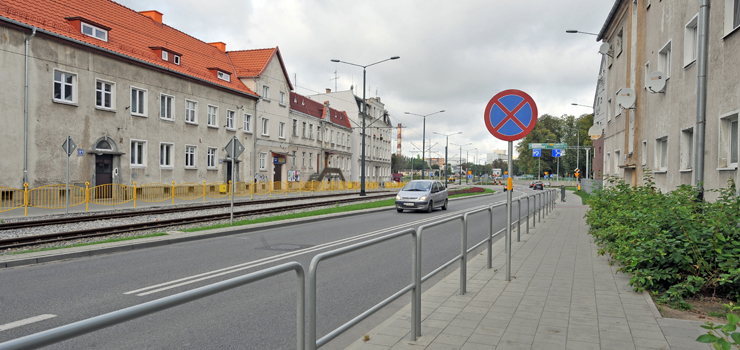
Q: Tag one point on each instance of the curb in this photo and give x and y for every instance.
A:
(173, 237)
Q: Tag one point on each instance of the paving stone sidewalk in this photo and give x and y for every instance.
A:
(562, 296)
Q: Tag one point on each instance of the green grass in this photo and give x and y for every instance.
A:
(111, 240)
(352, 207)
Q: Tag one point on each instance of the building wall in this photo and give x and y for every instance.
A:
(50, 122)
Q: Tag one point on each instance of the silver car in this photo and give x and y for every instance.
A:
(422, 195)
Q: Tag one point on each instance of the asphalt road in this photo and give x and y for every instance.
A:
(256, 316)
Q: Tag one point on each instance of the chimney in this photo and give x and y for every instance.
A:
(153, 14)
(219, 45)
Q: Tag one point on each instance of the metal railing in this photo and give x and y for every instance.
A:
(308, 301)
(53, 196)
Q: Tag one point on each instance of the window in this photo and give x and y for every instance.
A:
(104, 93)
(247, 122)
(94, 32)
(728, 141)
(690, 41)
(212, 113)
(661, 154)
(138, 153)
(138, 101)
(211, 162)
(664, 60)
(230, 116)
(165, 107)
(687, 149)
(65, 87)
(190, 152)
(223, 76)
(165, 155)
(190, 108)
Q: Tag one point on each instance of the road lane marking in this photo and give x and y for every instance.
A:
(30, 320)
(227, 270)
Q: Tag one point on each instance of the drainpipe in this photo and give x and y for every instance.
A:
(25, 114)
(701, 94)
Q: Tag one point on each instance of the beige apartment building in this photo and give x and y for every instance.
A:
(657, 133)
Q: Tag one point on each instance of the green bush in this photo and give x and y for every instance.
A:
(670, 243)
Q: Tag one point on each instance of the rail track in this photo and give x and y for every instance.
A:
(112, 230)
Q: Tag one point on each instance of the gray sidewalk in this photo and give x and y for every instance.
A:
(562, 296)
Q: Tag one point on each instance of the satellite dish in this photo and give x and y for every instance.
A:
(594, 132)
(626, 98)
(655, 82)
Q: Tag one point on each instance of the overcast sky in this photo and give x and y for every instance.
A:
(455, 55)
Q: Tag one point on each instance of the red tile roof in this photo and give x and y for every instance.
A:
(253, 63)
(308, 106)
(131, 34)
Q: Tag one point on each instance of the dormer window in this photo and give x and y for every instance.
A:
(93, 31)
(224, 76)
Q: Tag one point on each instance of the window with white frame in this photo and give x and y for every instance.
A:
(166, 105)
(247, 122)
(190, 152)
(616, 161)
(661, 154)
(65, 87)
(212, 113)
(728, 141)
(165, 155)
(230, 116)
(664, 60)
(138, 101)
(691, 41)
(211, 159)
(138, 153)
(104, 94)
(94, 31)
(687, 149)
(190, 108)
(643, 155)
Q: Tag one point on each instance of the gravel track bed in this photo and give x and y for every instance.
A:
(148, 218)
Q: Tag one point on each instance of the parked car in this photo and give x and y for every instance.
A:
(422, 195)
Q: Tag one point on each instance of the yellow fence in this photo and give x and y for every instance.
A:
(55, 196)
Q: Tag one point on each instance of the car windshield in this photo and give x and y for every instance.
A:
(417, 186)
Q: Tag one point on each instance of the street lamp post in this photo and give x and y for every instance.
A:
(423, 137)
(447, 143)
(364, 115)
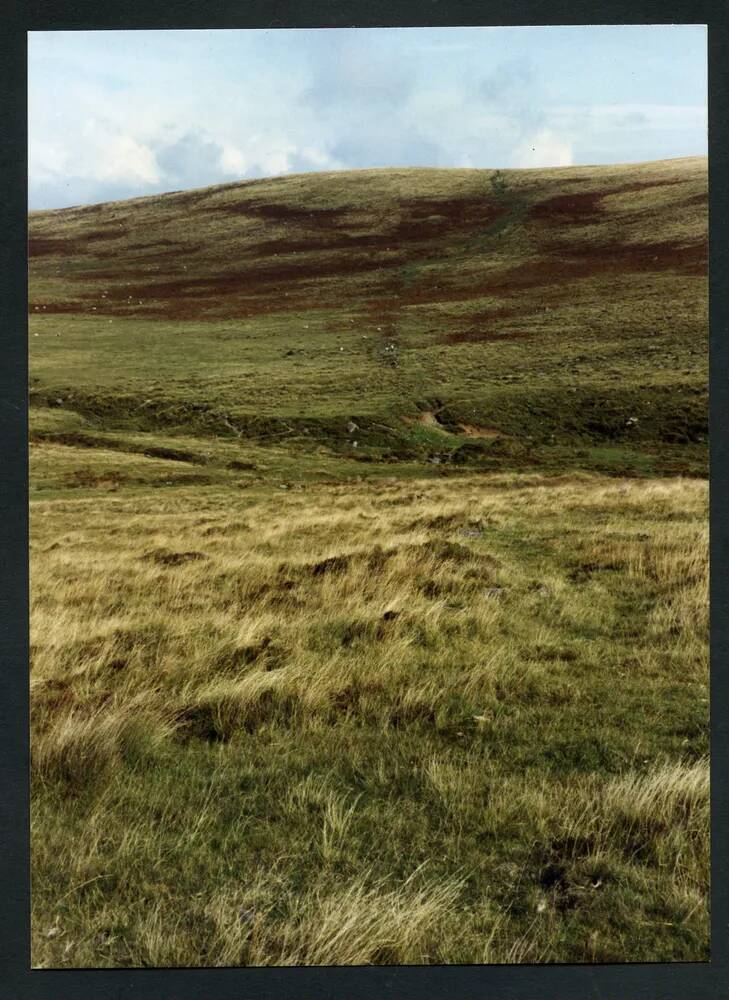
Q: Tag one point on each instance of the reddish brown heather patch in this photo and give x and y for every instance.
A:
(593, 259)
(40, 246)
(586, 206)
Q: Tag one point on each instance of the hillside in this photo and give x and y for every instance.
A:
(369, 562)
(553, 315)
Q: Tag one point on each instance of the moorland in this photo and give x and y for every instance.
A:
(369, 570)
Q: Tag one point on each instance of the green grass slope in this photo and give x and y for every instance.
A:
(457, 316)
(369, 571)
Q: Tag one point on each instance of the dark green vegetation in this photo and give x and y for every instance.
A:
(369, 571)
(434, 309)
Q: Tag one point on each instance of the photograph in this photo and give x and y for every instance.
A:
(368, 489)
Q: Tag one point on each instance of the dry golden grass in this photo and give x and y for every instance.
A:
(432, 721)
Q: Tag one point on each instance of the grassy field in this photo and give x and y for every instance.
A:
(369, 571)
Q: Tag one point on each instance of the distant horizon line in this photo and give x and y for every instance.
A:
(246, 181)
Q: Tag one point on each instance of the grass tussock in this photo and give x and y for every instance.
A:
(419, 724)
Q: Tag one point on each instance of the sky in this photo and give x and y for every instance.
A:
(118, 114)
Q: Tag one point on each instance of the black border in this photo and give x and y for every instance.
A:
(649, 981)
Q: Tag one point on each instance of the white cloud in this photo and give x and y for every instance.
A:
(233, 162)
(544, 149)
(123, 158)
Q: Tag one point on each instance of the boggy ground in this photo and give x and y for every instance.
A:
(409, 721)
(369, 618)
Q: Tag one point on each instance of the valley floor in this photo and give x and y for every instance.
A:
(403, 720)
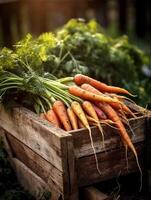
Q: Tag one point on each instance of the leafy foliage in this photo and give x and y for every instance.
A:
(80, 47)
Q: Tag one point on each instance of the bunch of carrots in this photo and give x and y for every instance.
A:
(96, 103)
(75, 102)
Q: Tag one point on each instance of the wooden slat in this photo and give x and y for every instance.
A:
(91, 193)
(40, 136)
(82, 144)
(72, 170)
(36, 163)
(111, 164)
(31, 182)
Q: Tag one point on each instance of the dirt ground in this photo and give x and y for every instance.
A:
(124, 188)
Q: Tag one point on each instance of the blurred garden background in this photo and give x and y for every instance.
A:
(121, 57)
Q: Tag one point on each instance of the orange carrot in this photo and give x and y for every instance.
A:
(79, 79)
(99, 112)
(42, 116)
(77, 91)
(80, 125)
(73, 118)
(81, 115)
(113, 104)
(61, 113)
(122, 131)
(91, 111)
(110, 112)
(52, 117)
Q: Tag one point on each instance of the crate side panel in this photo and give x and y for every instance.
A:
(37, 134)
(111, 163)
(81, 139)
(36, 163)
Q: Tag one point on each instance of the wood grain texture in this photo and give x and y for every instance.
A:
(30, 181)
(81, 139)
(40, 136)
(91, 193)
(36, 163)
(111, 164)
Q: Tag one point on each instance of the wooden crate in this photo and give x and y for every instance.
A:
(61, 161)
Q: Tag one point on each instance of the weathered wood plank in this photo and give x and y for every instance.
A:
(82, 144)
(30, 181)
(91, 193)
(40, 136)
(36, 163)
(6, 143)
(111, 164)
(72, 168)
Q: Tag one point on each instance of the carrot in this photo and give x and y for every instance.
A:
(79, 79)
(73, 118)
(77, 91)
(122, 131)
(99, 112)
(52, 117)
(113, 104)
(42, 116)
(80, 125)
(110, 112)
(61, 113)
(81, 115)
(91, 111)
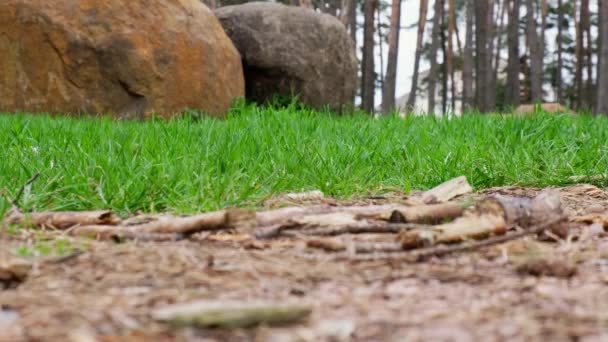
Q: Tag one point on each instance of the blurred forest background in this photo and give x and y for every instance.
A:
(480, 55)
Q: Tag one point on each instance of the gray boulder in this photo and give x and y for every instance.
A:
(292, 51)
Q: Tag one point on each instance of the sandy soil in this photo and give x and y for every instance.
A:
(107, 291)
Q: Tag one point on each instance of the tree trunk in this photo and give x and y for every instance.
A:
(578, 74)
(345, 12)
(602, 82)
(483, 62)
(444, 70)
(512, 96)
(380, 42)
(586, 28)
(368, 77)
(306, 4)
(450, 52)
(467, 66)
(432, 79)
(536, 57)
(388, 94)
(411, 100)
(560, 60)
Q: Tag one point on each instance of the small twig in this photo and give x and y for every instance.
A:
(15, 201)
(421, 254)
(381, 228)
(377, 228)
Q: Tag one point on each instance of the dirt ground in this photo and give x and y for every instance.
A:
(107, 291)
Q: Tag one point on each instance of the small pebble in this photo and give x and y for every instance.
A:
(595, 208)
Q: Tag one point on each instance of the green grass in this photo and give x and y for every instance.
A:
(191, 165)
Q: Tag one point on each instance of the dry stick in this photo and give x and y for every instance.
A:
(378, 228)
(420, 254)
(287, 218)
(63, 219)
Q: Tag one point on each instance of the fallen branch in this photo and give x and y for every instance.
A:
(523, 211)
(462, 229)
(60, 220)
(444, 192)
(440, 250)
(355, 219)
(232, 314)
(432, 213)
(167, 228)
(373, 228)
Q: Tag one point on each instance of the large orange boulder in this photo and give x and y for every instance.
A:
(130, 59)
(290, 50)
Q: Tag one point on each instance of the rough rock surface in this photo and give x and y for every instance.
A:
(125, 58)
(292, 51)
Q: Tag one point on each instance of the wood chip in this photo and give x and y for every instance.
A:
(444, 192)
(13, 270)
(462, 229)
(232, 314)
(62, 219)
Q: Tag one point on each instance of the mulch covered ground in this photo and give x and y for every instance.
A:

◆ ◆ ◆ ◆ ◆ ◆ ◆

What needs to be done: Give the number of lines in the entries that contain the word "track", with no other text.

Expected answer: 2